--- Begin Given records ---
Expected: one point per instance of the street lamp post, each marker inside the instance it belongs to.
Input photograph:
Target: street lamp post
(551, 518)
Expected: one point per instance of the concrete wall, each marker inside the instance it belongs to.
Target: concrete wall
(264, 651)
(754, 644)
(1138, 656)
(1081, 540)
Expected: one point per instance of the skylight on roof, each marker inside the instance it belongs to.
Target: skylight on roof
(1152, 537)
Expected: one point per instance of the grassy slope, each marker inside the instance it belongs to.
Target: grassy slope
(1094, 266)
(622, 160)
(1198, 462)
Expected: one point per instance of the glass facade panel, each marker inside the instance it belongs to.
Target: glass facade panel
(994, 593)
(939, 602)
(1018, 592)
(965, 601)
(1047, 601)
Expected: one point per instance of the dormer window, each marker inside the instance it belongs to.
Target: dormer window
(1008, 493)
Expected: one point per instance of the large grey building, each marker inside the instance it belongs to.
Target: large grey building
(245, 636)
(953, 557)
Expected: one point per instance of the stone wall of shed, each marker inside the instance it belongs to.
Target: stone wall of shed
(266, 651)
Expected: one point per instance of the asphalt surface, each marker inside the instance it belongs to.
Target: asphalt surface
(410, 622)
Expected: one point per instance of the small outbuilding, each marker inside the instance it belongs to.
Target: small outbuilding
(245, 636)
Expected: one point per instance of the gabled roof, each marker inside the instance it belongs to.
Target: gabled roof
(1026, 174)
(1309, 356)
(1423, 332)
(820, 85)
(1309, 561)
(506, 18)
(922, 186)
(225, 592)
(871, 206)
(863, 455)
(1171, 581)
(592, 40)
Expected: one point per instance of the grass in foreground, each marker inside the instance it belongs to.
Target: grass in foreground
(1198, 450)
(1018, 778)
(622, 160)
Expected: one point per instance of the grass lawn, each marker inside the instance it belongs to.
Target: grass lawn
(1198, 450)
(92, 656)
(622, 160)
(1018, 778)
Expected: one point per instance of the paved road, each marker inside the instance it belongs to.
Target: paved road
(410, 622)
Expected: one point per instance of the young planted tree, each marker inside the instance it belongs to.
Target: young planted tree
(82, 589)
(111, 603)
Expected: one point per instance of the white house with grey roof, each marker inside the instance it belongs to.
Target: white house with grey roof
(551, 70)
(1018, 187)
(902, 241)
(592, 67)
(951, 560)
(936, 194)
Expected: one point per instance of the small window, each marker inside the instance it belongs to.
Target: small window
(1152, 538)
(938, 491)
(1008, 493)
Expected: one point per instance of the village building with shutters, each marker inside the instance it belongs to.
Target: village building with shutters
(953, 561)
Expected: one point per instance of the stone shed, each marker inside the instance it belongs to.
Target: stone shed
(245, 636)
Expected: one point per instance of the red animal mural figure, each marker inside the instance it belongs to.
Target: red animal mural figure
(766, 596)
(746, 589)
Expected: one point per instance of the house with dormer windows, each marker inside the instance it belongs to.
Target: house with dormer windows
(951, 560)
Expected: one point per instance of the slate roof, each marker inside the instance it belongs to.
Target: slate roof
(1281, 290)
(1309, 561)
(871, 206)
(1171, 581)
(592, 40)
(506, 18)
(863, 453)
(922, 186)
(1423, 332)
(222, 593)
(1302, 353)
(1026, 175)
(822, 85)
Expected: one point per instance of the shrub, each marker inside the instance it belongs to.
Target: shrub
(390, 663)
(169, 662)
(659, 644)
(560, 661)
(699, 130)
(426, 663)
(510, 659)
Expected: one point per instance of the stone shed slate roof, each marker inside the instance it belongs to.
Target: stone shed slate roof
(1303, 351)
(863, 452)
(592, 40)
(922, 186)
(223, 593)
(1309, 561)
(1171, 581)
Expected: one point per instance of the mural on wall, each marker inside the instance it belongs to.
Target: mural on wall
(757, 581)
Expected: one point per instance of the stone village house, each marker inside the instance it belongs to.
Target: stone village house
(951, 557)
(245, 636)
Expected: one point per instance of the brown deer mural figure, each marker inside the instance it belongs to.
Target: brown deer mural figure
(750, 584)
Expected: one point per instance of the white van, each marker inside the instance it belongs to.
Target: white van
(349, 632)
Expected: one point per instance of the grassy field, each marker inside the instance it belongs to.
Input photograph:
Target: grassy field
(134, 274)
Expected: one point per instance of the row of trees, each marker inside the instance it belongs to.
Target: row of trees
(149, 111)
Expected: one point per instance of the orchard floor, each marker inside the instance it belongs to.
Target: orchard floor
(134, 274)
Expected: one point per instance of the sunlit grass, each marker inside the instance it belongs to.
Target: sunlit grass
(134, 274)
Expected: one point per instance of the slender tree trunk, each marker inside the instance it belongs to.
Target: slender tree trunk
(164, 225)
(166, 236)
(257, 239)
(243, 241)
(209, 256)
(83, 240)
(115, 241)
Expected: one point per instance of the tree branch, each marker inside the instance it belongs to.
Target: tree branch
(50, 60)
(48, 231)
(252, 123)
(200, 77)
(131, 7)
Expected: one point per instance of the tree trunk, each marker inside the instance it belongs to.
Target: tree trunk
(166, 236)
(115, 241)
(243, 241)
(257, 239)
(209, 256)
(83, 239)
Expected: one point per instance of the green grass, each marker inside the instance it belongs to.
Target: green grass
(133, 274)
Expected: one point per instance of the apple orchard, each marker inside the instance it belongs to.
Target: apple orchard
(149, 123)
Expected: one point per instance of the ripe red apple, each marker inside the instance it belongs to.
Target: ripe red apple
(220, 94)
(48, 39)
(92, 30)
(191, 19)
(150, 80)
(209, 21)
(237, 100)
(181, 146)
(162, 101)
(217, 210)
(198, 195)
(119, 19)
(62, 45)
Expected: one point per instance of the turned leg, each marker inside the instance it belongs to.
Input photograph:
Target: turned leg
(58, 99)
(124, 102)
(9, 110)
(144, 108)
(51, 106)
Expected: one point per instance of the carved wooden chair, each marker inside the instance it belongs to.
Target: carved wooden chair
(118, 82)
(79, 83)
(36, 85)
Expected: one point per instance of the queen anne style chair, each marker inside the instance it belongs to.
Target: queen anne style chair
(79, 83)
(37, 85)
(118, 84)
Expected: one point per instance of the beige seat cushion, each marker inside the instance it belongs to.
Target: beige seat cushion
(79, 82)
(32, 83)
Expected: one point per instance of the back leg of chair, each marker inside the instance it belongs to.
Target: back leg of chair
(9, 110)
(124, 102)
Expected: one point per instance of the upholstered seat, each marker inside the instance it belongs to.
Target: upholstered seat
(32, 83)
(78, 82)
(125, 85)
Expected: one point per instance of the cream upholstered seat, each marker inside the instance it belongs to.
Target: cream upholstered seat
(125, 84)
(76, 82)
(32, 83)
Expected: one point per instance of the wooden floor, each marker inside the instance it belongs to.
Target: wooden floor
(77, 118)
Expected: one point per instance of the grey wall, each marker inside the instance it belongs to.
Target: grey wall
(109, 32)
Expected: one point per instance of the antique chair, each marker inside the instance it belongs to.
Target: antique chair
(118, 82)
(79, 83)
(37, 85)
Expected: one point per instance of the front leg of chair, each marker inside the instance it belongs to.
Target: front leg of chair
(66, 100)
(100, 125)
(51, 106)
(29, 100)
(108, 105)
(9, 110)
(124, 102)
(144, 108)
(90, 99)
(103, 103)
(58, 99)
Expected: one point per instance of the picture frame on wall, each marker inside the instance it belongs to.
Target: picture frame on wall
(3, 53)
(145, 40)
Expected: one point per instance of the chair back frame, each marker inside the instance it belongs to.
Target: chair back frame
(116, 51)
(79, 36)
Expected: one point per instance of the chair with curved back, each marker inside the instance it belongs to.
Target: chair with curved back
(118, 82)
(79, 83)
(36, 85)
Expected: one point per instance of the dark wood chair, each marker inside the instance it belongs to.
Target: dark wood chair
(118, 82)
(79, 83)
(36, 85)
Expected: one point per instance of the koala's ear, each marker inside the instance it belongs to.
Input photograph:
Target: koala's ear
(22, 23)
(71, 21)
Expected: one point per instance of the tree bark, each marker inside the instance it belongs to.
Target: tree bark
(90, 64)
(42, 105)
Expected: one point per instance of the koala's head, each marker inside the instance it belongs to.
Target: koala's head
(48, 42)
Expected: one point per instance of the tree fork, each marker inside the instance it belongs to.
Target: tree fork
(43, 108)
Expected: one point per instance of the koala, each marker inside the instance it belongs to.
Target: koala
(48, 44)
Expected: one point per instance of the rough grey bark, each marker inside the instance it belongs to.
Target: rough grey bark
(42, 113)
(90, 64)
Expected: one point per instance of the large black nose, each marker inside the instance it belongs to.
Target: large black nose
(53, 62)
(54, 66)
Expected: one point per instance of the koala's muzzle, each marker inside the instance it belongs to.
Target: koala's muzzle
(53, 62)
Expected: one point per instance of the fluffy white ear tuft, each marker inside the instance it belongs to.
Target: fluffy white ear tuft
--- End Given records ---
Please recast the stretch of material from its beginning through the line containing "(1081, 540)" as a Markdown table with the columns Row and Line, one numbered row per line, skipping any blank lines.

| Row | Line |
|---|---|
| 1 | Expected: one point per instance of the street lamp post, each marker inside the instance it belongs to. |
| 2 | Input photograph: |
| 3 | Target: street lamp post |
| 4 | (551, 518) |
| 5 | Expected: one point per instance of the concrete wall, each marker inside the instance it belongs to. |
| 6 | Target: concrete wall |
| 7 | (264, 651) |
| 8 | (754, 644) |
| 9 | (1138, 656) |
| 10 | (1081, 540) |